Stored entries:

===============

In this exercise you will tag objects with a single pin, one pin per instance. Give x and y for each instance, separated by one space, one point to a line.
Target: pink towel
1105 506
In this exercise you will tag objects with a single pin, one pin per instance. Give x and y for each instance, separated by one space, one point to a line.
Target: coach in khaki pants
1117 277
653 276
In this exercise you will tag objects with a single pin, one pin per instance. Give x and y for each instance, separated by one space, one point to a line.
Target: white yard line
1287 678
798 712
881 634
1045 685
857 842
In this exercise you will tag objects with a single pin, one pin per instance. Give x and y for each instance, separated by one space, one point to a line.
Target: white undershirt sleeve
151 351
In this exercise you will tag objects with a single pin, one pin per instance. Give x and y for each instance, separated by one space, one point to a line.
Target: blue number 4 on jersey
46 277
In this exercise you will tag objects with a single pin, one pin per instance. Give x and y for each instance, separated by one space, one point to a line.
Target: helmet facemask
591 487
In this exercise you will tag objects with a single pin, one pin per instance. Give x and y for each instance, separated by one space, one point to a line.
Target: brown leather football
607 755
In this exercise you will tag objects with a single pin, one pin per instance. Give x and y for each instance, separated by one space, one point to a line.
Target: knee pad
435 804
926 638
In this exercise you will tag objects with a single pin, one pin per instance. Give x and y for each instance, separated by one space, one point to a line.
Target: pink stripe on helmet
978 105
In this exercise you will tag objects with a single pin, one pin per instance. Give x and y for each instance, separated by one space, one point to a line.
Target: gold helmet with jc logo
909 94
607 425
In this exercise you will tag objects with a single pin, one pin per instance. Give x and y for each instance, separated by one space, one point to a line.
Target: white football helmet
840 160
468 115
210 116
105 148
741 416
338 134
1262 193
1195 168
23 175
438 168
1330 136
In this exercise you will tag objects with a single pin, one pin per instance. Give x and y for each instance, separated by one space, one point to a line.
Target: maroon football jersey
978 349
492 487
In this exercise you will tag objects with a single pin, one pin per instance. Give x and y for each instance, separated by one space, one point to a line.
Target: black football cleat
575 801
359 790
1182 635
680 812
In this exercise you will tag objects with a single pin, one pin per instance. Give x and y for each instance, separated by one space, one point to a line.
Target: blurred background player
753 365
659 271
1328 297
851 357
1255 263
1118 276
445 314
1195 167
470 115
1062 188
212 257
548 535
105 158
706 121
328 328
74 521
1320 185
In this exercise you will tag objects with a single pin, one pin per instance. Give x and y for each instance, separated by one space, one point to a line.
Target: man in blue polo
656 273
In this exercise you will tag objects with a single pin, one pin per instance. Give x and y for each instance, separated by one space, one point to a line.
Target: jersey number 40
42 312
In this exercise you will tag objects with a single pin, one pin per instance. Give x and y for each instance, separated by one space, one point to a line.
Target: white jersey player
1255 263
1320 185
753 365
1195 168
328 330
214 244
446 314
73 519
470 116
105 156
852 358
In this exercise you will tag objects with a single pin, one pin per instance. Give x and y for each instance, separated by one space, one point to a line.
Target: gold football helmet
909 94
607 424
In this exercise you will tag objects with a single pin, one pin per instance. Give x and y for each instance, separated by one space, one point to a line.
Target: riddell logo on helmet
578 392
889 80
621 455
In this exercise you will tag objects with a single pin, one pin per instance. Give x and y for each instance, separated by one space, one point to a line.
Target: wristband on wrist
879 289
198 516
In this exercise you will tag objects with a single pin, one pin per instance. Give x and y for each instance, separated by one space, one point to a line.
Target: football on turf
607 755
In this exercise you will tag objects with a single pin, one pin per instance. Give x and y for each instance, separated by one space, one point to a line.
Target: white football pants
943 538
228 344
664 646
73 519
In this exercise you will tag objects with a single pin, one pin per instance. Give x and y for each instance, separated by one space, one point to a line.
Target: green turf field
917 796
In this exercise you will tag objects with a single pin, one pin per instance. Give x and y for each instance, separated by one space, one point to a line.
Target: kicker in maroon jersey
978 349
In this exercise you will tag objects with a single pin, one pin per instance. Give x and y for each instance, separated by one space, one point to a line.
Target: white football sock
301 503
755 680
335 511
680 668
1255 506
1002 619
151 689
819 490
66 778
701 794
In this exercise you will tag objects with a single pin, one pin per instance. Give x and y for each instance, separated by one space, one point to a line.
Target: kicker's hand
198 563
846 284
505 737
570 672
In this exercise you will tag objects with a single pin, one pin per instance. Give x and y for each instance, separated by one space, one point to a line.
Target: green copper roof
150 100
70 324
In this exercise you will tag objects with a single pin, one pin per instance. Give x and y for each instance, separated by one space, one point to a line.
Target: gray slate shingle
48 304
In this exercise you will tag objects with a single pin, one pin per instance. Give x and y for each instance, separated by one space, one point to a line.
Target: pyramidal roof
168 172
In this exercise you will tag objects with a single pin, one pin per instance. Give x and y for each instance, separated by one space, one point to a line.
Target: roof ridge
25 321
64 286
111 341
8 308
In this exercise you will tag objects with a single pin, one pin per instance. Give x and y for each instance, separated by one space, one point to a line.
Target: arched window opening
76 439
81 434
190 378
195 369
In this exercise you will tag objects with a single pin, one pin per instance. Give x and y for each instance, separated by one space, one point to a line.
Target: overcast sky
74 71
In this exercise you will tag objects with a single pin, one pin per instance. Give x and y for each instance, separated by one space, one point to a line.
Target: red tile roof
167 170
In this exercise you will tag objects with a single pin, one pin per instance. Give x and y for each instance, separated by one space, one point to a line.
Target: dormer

===============

WHAT YOU HAVE TO DO: Go through the listing and print each line exactly as it appears.

SOLUTION FOR THIS TASK:
In this exercise you will tag objects with a single pin, one pin per instance. Give x and y for each instance, separated by one space, one point to a line.
Target: pink towel
1105 506
In this exercise you will tag objects with a single pin, one pin per instance. Give x and y for each instance, separated by one space, one point to a line.
Target: coach in khaki pants
1117 277
653 276
In this exercise you will tag objects with a single pin, one pin per instance. Give x and y for each instance, separated by one space, one point to a line.
Target: white yard line
1287 678
798 712
881 634
1045 685
857 842
In this exercise you will tag objects with a single pin, one pin per instance. Give x and y for each instance, separated by one space, one point to a line.
Target: white undershirt sleeve
151 351
In this exercise you will tag objects with a single pin, one pin per instance. Give x and y for each instance, separated by one space, one point to a line.
Target: blue number 4 on jersey
46 277
In this exercise you will tag objects with a single pin, one pin per instance. Give x and y for each instance, separated by one space, one point to a line.
Target: helmet facemask
591 487
In this exercise you will tag objects with a single pin, one pin per instance. Give x and y for each instance, separated by one space, one point to a line.
Target: brown leather football
607 755
In this exercise you will tag objects with a single pin, one pin per instance. Give x and y for each instance, separated by one space, one point to a line.
Target: knee pad
435 804
926 638
In this exercise you will tag objects with a single pin, one pin per instance. Give x and y for each instance, separated by one space, one point to a line.
Target: pink stripe on helmet
978 105
In this exercise you will tag objects with a single pin, one pin per instance. Give x and y for each instance, separated by one space, one point to a line.
Target: gold helmet with jc logo
909 94
607 425
In this exercise you will tag objects with a single pin, one pin per instance. Give x and y for each instance, separated by one space, one point to a line.
Target: white football helmet
840 160
468 115
210 116
105 148
741 416
338 134
1262 193
1195 168
23 175
438 168
1330 136
In this exercise you will tag objects with a single pin, one pin per instance. Give x and y for each instance, separated by one space, one point to a line.
Target: maroon football jersey
978 349
492 487
In this exercise you will tag objects with a single pin, one pin per instance. Give x and y for each instance, separated by one space, one point to a line.
Target: black football cleat
575 801
359 790
1182 635
680 812
In this exercise you will tag objects with a single pin, one pin per instance. Give x and y for each instance, separated by one space, one point to a line.
Target: blurred background player
753 365
659 271
1328 297
851 357
1255 263
1118 276
445 314
1195 167
470 115
1062 188
212 257
548 535
105 158
706 121
328 328
74 521
1320 185
In this exercise you will tag objects with a single pin, one pin per instance. Give x and y for each instance, separated by one space, one point to a line.
Target: man in blue polo
656 273
In this exercise you will tag objects with a single pin, one pin per instance. Give x and y for each instance, separated by one space, one point to a line.
Target: jersey number 40
42 312
In this exercise you will tag objects with a single pin, one pin per instance. Give x and y for each instance, separated by one space, one point to a line.
Target: white jersey player
1255 263
1320 185
753 365
1195 168
328 330
214 244
446 314
73 519
470 116
105 156
852 358
In this exercise you will tag objects with a single pin, one pin per instance. Give x and y for each instance, separated by one space, one point to a line.
Target: gold football helmet
909 94
607 424
In this exercise you will tag objects with a single pin, one pin per instance. Give x and y for each instance, separated by one space, one point to a line.
Target: riddell logo on helmet
578 392
889 80
621 455
In this exercise you will tag objects with a single pin, one pin per instance. Give x and y for each instance, separated by one space, one point to a line.
Target: wristband on wrist
879 289
198 516
In this exercise you will tag objects with a single pin, one pin per instance. Give x and y for each instance, separated by one space, one point to a line.
Target: football on turf
607 755
In this exercise you will tag objects with a single pin, one pin per instance. Give x and y for each instance, separated by one space, one point to a line.
Target: white football pants
943 538
228 344
664 646
73 519
In this exercise you will tag objects with a single pin, one pin per instance. Give x and y for each instance, separated by one space, one point to a line.
Target: green turf field
917 796
In this exercise you will tag objects with a single pin, one pin per instance. Give x and y for each instance, separated by one space, one point to a line.
Target: kicker in maroon jersey
978 349
In this exercise you will tag objects with a single pin, one pin per instance. Give x and y for each instance, separated by one space, one point to a line.
Target: white football sock
301 503
755 680
335 511
680 668
1255 506
1002 619
151 689
819 490
66 778
701 794
In this exercise you will tag objects with a single pin, one pin per instance. Give x and y for each instance, separated by one space, one point to a line.
Target: kicker's hand
198 563
846 284
505 737
570 672
In this exercise you will tag objects with a single pin, one pin per instance. Give x and y for each instance, separated by one space, one point to a line.
Target: green copper roof
150 100
70 324
In this exercise you will tag objects with a single pin, one pin per instance. Give x and y for each instance, separated by one space, one point to a line.
Target: gray slate shingle
48 304
In this exercise you will tag objects with a single pin, one pin per instance. Give x and y for each instance, separated by one space, one point to a line.
Target: pyramidal roof
168 172
In this exercise you will tag objects with a single pin, one pin per instance. Give x and y for each instance, separated by one space, one point to a line.
Target: roof ridge
25 321
64 286
111 341
8 308
In this exercise you will tag objects with a single pin, one pin per instance. Give x and y for each instance, separated by one space, one point to a line.
Target: arched window opening
76 439
81 434
190 378
195 369
In this exercise you will tag objects with a single pin, one pin per instance. Give x and y for each instance, separated by one space, one point to a line.
Target: overcast sky
74 71
In this exercise you will tag objects with a single pin, one pin per instance. Give x and y for each instance, separated by one space, one point to a line.
Target: red tile roof
167 170
In this exercise you will tag objects with a single pin, one pin per instance. Give x and y for each instance, separated by one space, one point to a line.
Target: dormer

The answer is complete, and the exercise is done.